INSTRUCTIONS FOR THE TASK
Going from the line that contains "If you would be so good as to mark the mirror" down to the last line in the listing below, reproduce every line exactly and include no others.
::::
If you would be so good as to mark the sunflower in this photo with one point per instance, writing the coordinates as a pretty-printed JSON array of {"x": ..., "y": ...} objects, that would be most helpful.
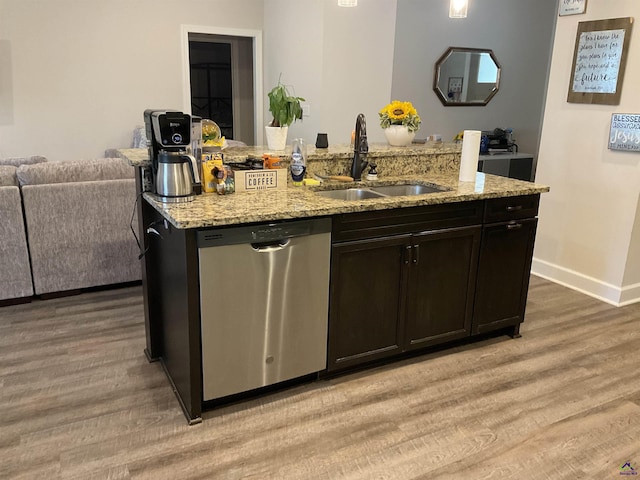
[{"x": 400, "y": 113}]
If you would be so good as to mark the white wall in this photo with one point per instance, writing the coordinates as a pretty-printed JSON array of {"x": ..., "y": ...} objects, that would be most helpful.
[
  {"x": 83, "y": 72},
  {"x": 586, "y": 233},
  {"x": 339, "y": 59}
]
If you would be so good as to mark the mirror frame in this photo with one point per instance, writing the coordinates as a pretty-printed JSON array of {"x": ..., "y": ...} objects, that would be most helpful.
[{"x": 436, "y": 77}]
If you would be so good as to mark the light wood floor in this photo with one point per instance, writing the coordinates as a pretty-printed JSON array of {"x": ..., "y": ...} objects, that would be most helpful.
[{"x": 78, "y": 400}]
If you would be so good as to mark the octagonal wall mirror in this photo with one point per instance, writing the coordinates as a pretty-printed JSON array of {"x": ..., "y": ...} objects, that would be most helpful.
[{"x": 466, "y": 77}]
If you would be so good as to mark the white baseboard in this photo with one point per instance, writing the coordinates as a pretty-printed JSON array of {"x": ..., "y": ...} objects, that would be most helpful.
[{"x": 588, "y": 285}]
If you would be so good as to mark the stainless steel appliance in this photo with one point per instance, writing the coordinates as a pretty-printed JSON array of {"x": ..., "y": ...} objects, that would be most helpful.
[
  {"x": 174, "y": 174},
  {"x": 272, "y": 326},
  {"x": 177, "y": 172}
]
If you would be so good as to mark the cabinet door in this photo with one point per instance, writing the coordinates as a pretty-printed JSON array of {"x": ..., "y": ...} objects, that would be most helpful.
::::
TASK RESPONSE
If you would be so good as to mark the mirror frame in this photo with one point per instance, writing the coordinates as a pretty-printed JSON array of {"x": ..., "y": ...} objects, that would be most helpful.
[{"x": 436, "y": 77}]
If you would be so good as to mark the light wood floor in this photo with one point per instance, writing the coordinates as a pretty-printed JSON array of {"x": ..., "y": ...} objects, that would be most helpful.
[{"x": 78, "y": 400}]
If you would be so good as to mark the octagonal wall mirror in this photo with one point per instance, writing the coordinates as a pretty-printed JSON array of {"x": ..., "y": ...} objects, that would be most helpful.
[{"x": 466, "y": 77}]
If you would be so good as to mark the white baseboard in this photo with one point per instance, writing the coordinates as a pretty-printed JSON array of {"x": ..., "y": ...} objects, that would be most helpful.
[{"x": 588, "y": 285}]
If you would be so good as to mark the stainless steel appliance in this photo with one point per instance, writing the coordinates as a pretty-printed JSON array of {"x": ..., "y": ...} objects, that would be most helpful.
[
  {"x": 174, "y": 174},
  {"x": 272, "y": 326},
  {"x": 177, "y": 172}
]
If you would be so good as to mark the cabinet door in this photo with one point per instance, writing the coordinates as a pretty-printed JSON array of {"x": ..., "y": ...} objects, that would be most helpful.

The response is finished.